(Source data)

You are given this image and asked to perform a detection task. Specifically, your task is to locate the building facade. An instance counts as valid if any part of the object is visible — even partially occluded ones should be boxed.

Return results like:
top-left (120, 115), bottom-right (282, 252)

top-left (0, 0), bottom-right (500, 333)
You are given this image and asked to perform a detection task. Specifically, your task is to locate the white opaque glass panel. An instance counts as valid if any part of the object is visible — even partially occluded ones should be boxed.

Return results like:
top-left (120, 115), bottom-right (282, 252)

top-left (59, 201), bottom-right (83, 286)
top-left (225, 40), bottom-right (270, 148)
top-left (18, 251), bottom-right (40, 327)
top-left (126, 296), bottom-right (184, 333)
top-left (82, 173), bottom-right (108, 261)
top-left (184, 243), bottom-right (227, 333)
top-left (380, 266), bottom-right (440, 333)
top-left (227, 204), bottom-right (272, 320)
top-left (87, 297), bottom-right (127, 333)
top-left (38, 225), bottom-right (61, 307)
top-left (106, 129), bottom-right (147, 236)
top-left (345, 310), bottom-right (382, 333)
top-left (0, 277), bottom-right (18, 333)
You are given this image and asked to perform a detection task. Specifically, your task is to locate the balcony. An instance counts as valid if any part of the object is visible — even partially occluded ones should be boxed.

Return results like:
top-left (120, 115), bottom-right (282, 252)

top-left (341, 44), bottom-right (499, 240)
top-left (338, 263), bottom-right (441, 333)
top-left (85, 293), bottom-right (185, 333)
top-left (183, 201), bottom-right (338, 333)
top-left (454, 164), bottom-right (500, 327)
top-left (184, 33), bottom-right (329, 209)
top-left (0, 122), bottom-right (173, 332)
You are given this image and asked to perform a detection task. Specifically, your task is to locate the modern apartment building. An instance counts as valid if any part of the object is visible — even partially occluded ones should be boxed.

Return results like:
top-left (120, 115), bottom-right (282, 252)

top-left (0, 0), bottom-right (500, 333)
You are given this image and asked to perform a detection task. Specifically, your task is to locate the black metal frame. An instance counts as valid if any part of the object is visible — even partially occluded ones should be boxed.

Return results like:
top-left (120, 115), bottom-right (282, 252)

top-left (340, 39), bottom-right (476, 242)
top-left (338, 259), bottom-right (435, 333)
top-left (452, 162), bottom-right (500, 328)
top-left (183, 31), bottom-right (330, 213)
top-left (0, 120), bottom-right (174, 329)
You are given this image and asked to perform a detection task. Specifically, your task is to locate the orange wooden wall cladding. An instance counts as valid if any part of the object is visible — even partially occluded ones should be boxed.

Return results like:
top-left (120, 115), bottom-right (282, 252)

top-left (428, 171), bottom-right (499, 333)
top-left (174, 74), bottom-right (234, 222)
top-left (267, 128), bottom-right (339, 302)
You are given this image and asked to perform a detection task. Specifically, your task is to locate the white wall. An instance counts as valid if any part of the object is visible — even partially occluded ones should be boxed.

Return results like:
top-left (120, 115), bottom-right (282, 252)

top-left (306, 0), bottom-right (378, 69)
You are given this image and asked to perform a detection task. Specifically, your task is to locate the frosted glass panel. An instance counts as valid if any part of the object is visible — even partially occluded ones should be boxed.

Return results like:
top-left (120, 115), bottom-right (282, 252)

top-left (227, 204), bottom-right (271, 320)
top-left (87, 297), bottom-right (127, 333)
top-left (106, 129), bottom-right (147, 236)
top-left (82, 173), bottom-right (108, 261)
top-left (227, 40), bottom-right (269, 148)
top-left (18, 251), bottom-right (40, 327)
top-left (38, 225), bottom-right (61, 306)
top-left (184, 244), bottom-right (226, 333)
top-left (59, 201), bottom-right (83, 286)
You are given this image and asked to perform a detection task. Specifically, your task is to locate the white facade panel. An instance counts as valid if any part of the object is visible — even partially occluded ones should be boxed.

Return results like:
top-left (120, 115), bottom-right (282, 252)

__Required task__
Put every line of the entries above into a numbered list, omitting the blank lines.

__Exercise result__
1. You are given this image and asked to perform a detection task. Specifically, your task is to locate the building facade. An instance counts as valid if any part of the object is visible — even partially occluded ones should be boxed.
2. Return results like:
3. top-left (120, 115), bottom-right (282, 252)
4. top-left (0, 0), bottom-right (500, 333)
5. You are given this image and asked to perform a detection task. Specifically, your task is to locate the white opaque glass panel. An instance counts as valid if any part of the object is visible — even partially occluded ones should be boxed.
6. Return results like:
7. top-left (120, 115), bottom-right (282, 252)
8. top-left (59, 201), bottom-right (83, 286)
9. top-left (225, 40), bottom-right (270, 148)
10. top-left (18, 251), bottom-right (40, 327)
11. top-left (126, 296), bottom-right (184, 333)
12. top-left (82, 173), bottom-right (108, 261)
13. top-left (184, 243), bottom-right (227, 333)
14. top-left (380, 266), bottom-right (440, 333)
15. top-left (227, 204), bottom-right (272, 320)
16. top-left (87, 297), bottom-right (127, 333)
17. top-left (38, 225), bottom-right (61, 307)
18. top-left (106, 129), bottom-right (147, 236)
19. top-left (345, 310), bottom-right (382, 333)
20. top-left (0, 277), bottom-right (18, 333)
21. You are given this image and asked to perform a detection task. Specifically, your task is to locate the balcony. An instance counts as valid if any part of the object is visible — even partially occluded ones should be boxed.
22. Return results like:
23. top-left (120, 115), bottom-right (282, 252)
24. top-left (341, 44), bottom-right (499, 240)
25. top-left (338, 263), bottom-right (441, 333)
26. top-left (85, 293), bottom-right (185, 333)
27. top-left (183, 201), bottom-right (338, 333)
28. top-left (454, 164), bottom-right (500, 327)
29. top-left (184, 33), bottom-right (329, 209)
30. top-left (0, 122), bottom-right (173, 332)
31. You are given this image and asked to perform a detection task. Specifically, your task is to locate the modern apartment building. An instance counts as valid if any part of the object is visible — even partially occluded ones should be boxed.
32. Return results like:
33. top-left (120, 115), bottom-right (282, 252)
34. top-left (0, 0), bottom-right (500, 333)
35. You are given this image and asked to perform a detection task. Specifically, your task is to locate the black metal frame. An instance counts as valid if any part of the object is visible — even partially occluded ones should be boxed.
36. Return results like:
37. top-left (120, 115), bottom-right (282, 252)
38. top-left (340, 39), bottom-right (476, 242)
39. top-left (338, 259), bottom-right (435, 333)
40. top-left (452, 162), bottom-right (500, 328)
41. top-left (183, 31), bottom-right (330, 213)
42. top-left (0, 120), bottom-right (174, 329)
43. You are given this image and asked to perform a detection task. Specifically, your task is to locate the orange wooden wall cladding. An instance counts as valid if any part of the object is visible — even partially occluded ones should be boxed.
44. Return results like:
45. top-left (120, 115), bottom-right (282, 252)
46. top-left (428, 171), bottom-right (499, 333)
47. top-left (174, 74), bottom-right (234, 222)
48. top-left (267, 128), bottom-right (339, 302)
49. You are given this image and asked to perform a detection task. Specifically, your task is to locate the white wall. An instance counts as valid if any part of the object is visible — even partially occluded ones should be boxed.
50. Return results like:
51. top-left (120, 115), bottom-right (282, 252)
52. top-left (306, 0), bottom-right (378, 69)
53. You are given this image and asked to perform a detection task. Specifically, your task is to locate the frosted glass panel. An instance counts as valid if any part of the object is visible — even partially occluded ones should be boxed.
54. Return results like:
55. top-left (120, 115), bottom-right (282, 252)
56. top-left (227, 204), bottom-right (271, 320)
57. top-left (87, 297), bottom-right (127, 333)
58. top-left (106, 129), bottom-right (147, 236)
59. top-left (82, 173), bottom-right (108, 261)
60. top-left (227, 40), bottom-right (269, 148)
61. top-left (18, 251), bottom-right (40, 327)
62. top-left (38, 225), bottom-right (61, 306)
63. top-left (184, 244), bottom-right (226, 333)
64. top-left (59, 201), bottom-right (83, 286)
65. You are given this image and asked to perform a detection task. Specifically, your task is to locate the white facade panel. An instance counts as valid if any part of the object is visible — even partially occluded ones should be boxed.
66. Return results like:
67. top-left (120, 115), bottom-right (282, 252)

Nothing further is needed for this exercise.